▸ Selected passage
------------------------------------

Businesses need to have dedicated hardware and software infrastructure for data management before they can make monetization strategies. One of the main roadblocks in data monetization is that businesses are not equipped to provide Information-as-a-Service (IaaS) to buyers. This, coupled with the lack of flexibility and scalability required for self-service subscription and access and spikes in data volume, prevent businesses from capturing and monetizing data. Therefore, the first and foremost challenge of data monetization is to invest time and money in building a tried-and-tested framework for the purpose.

Lack of Confidence

Businesses may be overly cautious regarding data collection and exploitation. This trepidation regarding the process stems from fear of losing the value of collected data—rendering the long and arduous exercise of setting up infrastructure, employing personnel for extracting, refining, organizing, and storing data in a bid to sell it to buyers in exchange for money. The value of data is lost when businesses fail to protect the integrity of collected data and maximize its economic value by updating it continuously. Negligence causes data to lose its value, even if it is high-value information such as consumer purchase intent-related data, smart city data, or sentiment analysis-based data. The value of data can also decrease if specific weaknesses and incompetency in collection cause the data quality to be poor, automatically reducing its commercial appeal for advertisers and other types of buyers.

------------------------------------

▸ Records
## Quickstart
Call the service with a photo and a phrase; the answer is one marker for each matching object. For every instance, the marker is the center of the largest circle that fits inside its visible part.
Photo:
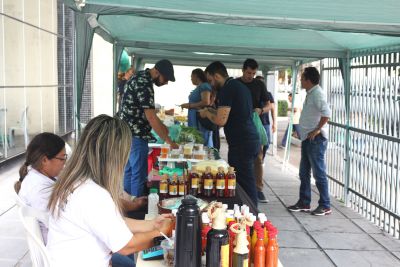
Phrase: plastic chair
(30, 219)
(18, 200)
(22, 126)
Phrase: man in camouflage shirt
(138, 111)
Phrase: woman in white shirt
(45, 158)
(86, 225)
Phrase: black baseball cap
(164, 66)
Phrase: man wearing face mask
(138, 111)
(235, 113)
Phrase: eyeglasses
(62, 159)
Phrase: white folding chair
(30, 218)
(22, 125)
(18, 200)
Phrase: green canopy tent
(277, 33)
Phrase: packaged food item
(200, 155)
(198, 147)
(164, 150)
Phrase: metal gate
(363, 155)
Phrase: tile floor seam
(308, 233)
(302, 226)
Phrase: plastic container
(169, 252)
(188, 234)
(200, 155)
(198, 147)
(187, 151)
(153, 200)
(175, 154)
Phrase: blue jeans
(296, 128)
(119, 260)
(136, 168)
(242, 157)
(313, 157)
(267, 128)
(207, 136)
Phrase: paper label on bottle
(195, 182)
(208, 184)
(181, 190)
(163, 188)
(231, 184)
(220, 184)
(173, 190)
(224, 256)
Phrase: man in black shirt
(266, 120)
(138, 111)
(260, 104)
(235, 114)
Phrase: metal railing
(373, 133)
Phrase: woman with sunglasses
(86, 223)
(45, 158)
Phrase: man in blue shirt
(138, 111)
(314, 137)
(235, 114)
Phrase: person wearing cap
(138, 111)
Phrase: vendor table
(240, 198)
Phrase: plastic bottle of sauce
(217, 249)
(164, 186)
(220, 182)
(259, 249)
(272, 249)
(254, 238)
(181, 186)
(194, 181)
(240, 257)
(173, 186)
(208, 182)
(231, 182)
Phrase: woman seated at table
(45, 158)
(85, 223)
(198, 99)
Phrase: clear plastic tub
(169, 252)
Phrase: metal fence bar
(364, 148)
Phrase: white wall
(102, 76)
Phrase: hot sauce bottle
(194, 181)
(164, 186)
(208, 182)
(181, 186)
(231, 182)
(173, 186)
(220, 182)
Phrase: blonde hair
(100, 155)
(42, 145)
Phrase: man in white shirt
(314, 137)
(296, 118)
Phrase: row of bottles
(232, 247)
(208, 185)
(172, 187)
(205, 184)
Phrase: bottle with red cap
(259, 249)
(272, 250)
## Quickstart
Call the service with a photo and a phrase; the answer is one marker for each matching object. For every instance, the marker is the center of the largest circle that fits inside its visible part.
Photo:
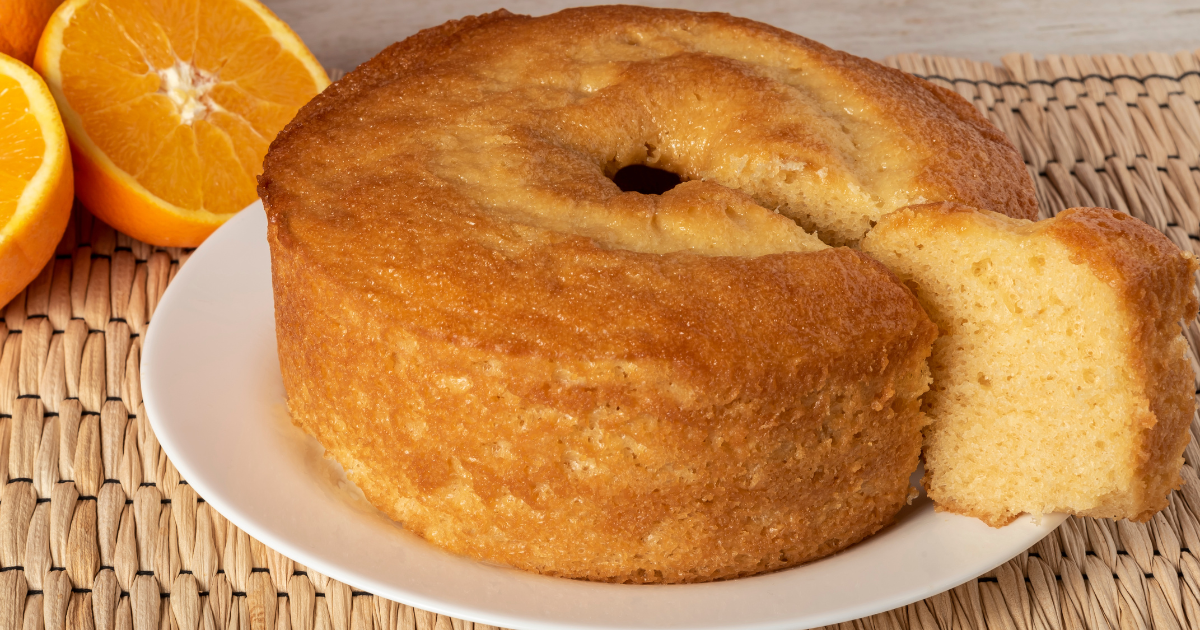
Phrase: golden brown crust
(1153, 282)
(820, 132)
(775, 433)
(472, 322)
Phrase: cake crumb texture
(526, 365)
(1060, 377)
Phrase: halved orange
(21, 25)
(35, 177)
(171, 107)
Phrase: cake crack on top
(528, 365)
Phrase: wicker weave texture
(99, 532)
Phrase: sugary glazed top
(460, 181)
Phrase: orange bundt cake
(525, 364)
(1060, 377)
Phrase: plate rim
(157, 415)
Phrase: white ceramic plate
(215, 399)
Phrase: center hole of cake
(646, 180)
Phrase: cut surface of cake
(525, 364)
(1060, 377)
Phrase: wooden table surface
(346, 33)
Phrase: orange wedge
(21, 25)
(35, 177)
(171, 107)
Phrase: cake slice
(1060, 377)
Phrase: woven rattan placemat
(99, 532)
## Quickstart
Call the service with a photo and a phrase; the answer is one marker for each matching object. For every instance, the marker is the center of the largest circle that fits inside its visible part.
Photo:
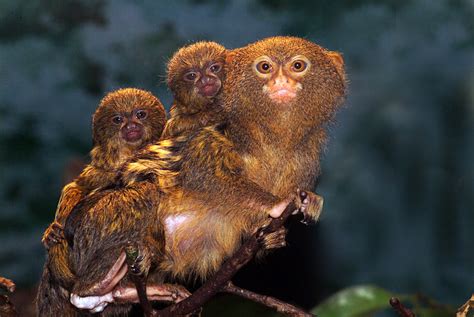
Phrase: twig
(464, 309)
(7, 309)
(268, 301)
(7, 285)
(219, 280)
(138, 278)
(400, 309)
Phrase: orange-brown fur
(110, 151)
(226, 179)
(191, 111)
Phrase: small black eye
(191, 76)
(264, 67)
(298, 66)
(215, 68)
(141, 114)
(117, 119)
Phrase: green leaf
(361, 300)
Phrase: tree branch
(219, 280)
(7, 285)
(276, 304)
(7, 308)
(400, 309)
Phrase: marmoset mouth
(133, 135)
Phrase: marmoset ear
(338, 61)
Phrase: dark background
(398, 177)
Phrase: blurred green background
(398, 176)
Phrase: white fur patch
(94, 304)
(173, 222)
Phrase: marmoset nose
(206, 80)
(132, 126)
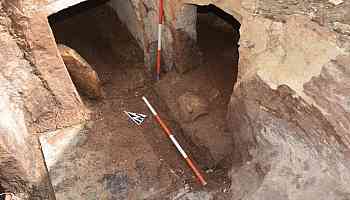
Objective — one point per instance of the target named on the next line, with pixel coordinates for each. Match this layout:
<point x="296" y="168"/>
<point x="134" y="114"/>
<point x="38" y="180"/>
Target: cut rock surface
<point x="83" y="75"/>
<point x="192" y="106"/>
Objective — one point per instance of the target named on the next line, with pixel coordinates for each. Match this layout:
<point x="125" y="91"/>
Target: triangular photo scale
<point x="137" y="118"/>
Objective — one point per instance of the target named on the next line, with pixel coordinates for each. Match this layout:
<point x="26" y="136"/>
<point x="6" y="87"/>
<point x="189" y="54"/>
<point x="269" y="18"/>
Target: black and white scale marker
<point x="137" y="118"/>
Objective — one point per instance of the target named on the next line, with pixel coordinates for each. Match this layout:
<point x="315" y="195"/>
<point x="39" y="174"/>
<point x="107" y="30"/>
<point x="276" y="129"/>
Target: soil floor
<point x="112" y="158"/>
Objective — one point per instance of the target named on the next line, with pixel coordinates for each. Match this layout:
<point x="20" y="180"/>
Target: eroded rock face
<point x="289" y="111"/>
<point x="82" y="74"/>
<point x="192" y="106"/>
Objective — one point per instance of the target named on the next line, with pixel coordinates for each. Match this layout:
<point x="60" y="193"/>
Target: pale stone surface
<point x="290" y="105"/>
<point x="83" y="75"/>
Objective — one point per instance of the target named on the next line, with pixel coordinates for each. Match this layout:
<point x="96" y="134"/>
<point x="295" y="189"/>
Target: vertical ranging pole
<point x="160" y="26"/>
<point x="174" y="141"/>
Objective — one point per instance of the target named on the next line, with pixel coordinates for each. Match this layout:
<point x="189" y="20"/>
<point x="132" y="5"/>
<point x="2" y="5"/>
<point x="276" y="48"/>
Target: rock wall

------------------------------------

▸ What to work on
**1)** List every task that, according to the passage on data monetization challenges, personnel are employed to carry out on data.
**2)** Reproduce the passage on data monetization challenges from "Businesses need to" up to and including "for the purpose.".

▸ Solutions
**1)**
extracting
refining
organizing
storing

**2)**
Businesses need to have dedicated hardware and software infrastructure for data management before they can make monetization strategies. One of the main roadblocks in data monetization is that businesses are not equipped to provide Information-as-a-Service (IaaS) to buyers. This, coupled with the lack of flexibility and scalability required for self-service subscription and access and spikes in data volume, prevent businesses from capturing and monetizing data. Therefore, the first and foremost challenge of data monetization is to invest time and money in building a tried-and-tested framework for the purpose.